WHAT YOU WILL DO
Put the lines into a Markdown table with the columns Row and Line, giving each row a number and omitting blank lines. Begin with the line containing "Could you give the outline of every instance of the building" and continue through the line containing "[[[104,154],[89,154],[89,163],[93,164],[104,163]]]", with only those lines in the table.

* * *

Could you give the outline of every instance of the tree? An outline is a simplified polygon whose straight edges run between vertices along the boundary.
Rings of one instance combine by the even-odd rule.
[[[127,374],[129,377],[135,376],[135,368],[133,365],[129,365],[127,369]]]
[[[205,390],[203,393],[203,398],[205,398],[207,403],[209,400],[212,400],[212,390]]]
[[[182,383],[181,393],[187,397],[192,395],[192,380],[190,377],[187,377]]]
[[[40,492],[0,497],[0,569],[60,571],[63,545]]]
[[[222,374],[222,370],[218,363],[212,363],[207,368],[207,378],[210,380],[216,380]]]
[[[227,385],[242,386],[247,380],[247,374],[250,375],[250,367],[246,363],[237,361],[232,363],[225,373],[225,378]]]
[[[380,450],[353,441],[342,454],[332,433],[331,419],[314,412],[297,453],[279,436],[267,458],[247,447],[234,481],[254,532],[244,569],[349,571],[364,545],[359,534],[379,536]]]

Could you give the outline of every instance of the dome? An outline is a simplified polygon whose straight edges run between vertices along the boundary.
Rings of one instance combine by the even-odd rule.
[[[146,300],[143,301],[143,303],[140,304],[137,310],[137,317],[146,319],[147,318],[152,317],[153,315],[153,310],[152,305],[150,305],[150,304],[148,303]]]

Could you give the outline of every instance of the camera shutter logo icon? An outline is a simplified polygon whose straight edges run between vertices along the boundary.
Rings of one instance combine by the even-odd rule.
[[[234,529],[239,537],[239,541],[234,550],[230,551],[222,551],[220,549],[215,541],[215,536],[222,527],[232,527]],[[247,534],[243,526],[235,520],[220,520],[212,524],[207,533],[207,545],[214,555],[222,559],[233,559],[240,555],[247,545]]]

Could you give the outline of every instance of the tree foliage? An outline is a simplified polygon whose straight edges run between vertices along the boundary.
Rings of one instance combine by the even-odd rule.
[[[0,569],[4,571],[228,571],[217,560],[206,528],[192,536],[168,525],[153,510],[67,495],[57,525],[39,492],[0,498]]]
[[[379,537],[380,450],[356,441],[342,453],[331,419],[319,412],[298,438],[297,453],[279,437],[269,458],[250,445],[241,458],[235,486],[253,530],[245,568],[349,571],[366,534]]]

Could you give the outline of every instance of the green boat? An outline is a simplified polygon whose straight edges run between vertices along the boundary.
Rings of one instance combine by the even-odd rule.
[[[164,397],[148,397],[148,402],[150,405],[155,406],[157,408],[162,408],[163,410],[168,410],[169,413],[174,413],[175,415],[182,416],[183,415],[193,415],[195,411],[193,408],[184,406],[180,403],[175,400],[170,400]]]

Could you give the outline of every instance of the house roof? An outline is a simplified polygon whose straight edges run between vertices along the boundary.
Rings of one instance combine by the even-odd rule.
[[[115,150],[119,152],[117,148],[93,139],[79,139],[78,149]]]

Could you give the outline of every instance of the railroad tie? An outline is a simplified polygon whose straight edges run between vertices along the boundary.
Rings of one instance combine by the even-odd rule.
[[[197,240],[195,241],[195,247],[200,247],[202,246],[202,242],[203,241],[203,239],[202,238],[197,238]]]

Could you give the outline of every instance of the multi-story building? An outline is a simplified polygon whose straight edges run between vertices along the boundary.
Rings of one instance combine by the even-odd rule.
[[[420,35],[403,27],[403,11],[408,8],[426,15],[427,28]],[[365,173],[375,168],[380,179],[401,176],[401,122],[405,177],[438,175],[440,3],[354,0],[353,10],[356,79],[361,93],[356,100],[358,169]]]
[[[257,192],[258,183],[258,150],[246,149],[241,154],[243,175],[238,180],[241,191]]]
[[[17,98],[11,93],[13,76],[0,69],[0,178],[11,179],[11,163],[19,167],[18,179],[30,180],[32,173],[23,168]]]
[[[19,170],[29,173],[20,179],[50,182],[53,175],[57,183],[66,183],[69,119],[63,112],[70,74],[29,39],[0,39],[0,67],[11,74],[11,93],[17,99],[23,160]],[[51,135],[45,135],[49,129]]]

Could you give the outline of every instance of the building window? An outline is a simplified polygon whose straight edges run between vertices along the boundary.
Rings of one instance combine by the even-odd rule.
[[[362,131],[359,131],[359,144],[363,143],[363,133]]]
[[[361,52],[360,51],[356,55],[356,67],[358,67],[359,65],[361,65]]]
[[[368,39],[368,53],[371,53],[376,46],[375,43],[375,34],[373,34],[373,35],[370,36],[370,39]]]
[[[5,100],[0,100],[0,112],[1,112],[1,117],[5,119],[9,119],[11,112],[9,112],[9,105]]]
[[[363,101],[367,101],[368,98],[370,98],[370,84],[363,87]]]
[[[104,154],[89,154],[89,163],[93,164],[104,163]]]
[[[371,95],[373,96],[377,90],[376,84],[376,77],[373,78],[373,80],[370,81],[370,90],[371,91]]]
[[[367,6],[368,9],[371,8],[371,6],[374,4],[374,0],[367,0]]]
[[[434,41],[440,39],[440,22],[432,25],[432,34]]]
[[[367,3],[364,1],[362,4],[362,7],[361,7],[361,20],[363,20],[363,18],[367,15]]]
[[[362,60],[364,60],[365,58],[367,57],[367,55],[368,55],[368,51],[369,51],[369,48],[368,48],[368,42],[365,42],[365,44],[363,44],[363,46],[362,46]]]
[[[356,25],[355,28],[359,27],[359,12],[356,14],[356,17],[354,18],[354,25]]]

* * *

THE OUTPUT
| Row | Line |
|---|---|
| 1 | Could you give the outline of every instance of the building window? An outline is a simplified polygon whose straight edges run between vertices along the boundary. |
| 2 | Rings of one instance combine by the even-odd rule. |
| 3 | [[[362,131],[359,131],[359,144],[363,143],[363,133]]] |
| 4 | [[[361,52],[360,51],[356,55],[356,67],[358,67],[359,65],[361,65]]] |
| 5 | [[[368,39],[368,53],[371,53],[376,46],[375,43],[375,34],[373,34],[373,35],[370,36],[370,39]]] |
| 6 | [[[5,100],[0,100],[0,112],[1,112],[1,117],[5,119],[9,119],[11,112],[9,112],[9,105]]] |
| 7 | [[[363,101],[367,101],[368,98],[370,98],[370,84],[363,87]]] |
| 8 | [[[104,154],[89,154],[89,163],[93,164],[104,163]]] |